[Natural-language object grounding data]
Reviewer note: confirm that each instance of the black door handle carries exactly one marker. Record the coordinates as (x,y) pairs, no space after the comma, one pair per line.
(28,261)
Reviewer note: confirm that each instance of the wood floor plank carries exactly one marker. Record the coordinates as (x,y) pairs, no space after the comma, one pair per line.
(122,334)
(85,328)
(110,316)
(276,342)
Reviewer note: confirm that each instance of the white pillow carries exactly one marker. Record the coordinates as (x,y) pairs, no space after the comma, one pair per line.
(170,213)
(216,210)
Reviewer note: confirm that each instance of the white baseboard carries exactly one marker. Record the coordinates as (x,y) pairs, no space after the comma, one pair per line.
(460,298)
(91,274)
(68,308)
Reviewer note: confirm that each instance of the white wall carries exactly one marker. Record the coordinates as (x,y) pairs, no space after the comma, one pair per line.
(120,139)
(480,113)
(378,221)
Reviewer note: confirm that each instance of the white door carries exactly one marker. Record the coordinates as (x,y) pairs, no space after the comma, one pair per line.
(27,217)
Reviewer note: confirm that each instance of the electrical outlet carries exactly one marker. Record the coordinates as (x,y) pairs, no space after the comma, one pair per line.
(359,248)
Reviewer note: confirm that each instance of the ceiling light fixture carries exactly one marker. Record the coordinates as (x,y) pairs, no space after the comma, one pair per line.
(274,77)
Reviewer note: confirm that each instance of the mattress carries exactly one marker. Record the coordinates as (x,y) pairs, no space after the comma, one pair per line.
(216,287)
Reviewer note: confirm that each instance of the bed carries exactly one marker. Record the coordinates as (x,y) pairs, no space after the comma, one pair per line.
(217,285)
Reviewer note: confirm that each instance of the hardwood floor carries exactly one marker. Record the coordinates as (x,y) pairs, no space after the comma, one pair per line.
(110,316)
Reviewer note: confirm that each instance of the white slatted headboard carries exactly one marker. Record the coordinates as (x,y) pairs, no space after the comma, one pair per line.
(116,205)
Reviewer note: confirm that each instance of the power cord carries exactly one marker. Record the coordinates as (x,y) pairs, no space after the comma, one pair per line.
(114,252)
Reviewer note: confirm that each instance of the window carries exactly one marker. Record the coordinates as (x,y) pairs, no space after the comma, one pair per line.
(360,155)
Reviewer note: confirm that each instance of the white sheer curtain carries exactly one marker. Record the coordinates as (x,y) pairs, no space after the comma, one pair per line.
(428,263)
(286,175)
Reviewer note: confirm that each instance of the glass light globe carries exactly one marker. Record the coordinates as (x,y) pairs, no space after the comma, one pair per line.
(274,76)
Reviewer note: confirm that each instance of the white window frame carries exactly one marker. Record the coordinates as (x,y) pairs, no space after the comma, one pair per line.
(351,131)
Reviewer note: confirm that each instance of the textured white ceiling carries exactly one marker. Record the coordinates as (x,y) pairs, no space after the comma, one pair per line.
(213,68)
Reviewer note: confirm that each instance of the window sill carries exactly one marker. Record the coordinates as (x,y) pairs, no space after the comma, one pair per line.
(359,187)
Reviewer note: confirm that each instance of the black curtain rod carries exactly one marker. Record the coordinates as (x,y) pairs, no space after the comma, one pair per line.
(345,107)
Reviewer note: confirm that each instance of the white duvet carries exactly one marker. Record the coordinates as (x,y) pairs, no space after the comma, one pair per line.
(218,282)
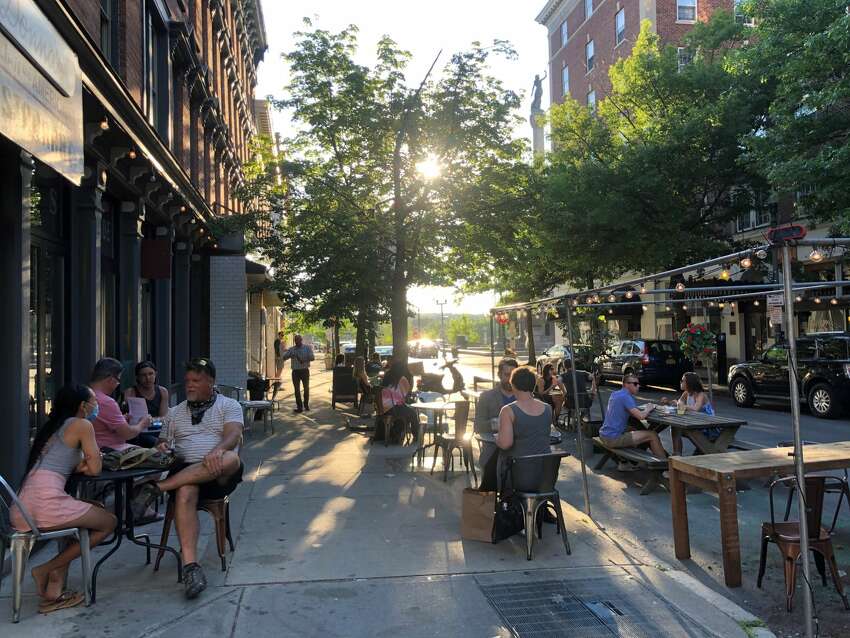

[EXERCISE AIM] In your copy, omit the pictures and restate every line of the data word for word.

[WRITTEN RESPONSE]
Reviewer note: confirm that each instance of the black door handle carries exactly one marker. Record the coordinates as (x,y) pairs, no space after the comma, one pair per line.
(28,261)
Reviewer note: confirm that each instance of the wood floor plank carries exactly one marker. Record the coordinates as (x,y) pairs, no space after the comma, one pair per line.
(122,334)
(85,328)
(110,316)
(276,342)
Reviewer note: confirm that each instance of the white pillow carries exactly one marker. Record the coordinates as (x,y) pairs, no space after the comma, one pair per line.
(170,213)
(216,210)
Reviewer note: confirm that each instance of the white baseboard carries exactly one marker. Record the coordinates as (x,y) pairs, no space after the comma, one pair per line.
(460,298)
(91,274)
(68,308)
Reviewer note: confirm that each instance of the white wall carries exactly one marker. Record the coordinates as (x,y) pairs, no space after the comma, one pair per line.
(120,139)
(480,113)
(378,221)
Reviewer note: confirm that each instance of the white door carries exactly one marker. Record the coordinates as (x,y) pairs, no space after the comma, one pair per line.
(27,217)
Reviewer note: confirm that each instance of the electrical outlet carries exactly one marker. Record the coordinates as (x,y) pairs, no space after the comma, one pair per line.
(359,248)
Reviewer note: confirm that each instance of the ceiling light fixture carries exactly one marker. Record the coordinates as (x,y) pairs, no space after the comma, one pair per line.
(274,77)
Reviewer note: confirm that each instance of the mattress carries exactly one marker. Record the coordinates as (x,y) pairs, no space after the comma, one pair per line.
(216,287)
Reviewer note: confirm that each instance of the bed carries exactly one marker. Record the coordinates as (x,y) pairs, no space after the comma, one pair per line.
(217,285)
Reviewer note: confirm that each instance of the hardwood floor carries exactly one marker. Record the coordinates as (x,y) pairs, no space after the comma, one pair per line.
(110,316)
Reviewer note: confirm that each instance of the white slatted headboard carries exactly one marker. Record the coordinates as (x,y) pairs, no space after the comma, one pair per line.
(116,205)
Reviewer note: confirm that each instance of the power cord carries exactly one marker. Record the coordinates as (x,y) pairs, no space after the comma, one pair per line.
(114,252)
Reviewer note: confirm that each instance of the window carries exactly one marker. Record the coordinates as (x,y) pairs, no space after the comma, one pair per line.
(360,155)
Reviewer note: confirm that each instance of the white sheer curtain carries exactly one marker. Record the coordinates as (x,y) pairs, no space after the comma, one pair per line.
(428,263)
(286,175)
Reviewer note: confirm that each instance of the glass light globe carries exactly one marker. Record the coordinates as (x,y) pairs, no space after the comma, one pair per line.
(274,76)
Reviewer note: confirm that each instance of the white window frame carries exactly one marker. Record the coordinates as (x,y) pairs, no space after the comma, one pair per line.
(351,131)
Reviewer note: confirm that each instance of the textured white ceiling carries exactly one marker. Record the coordinates as (x,y) pairs, no space after the comma, one pair per line.
(213,68)
Reviewer note: confirm that each instance of the window sill carries exactly one marker. Record the coordinates as (x,y) pairs, no space after the comma, one pair per line.
(359,187)
Reviewer note: confirm that each instance of the black curtain rod carries exactly one marker. Record the coordinates as (x,y) pairs, no space after the comma, one pair per line.
(345,107)
Reviewer note: confirm that each instance of the white duvet carries exactly one marker. Record the coordinates as (x,y) pairs, no space after the comma, one pair per line.
(218,282)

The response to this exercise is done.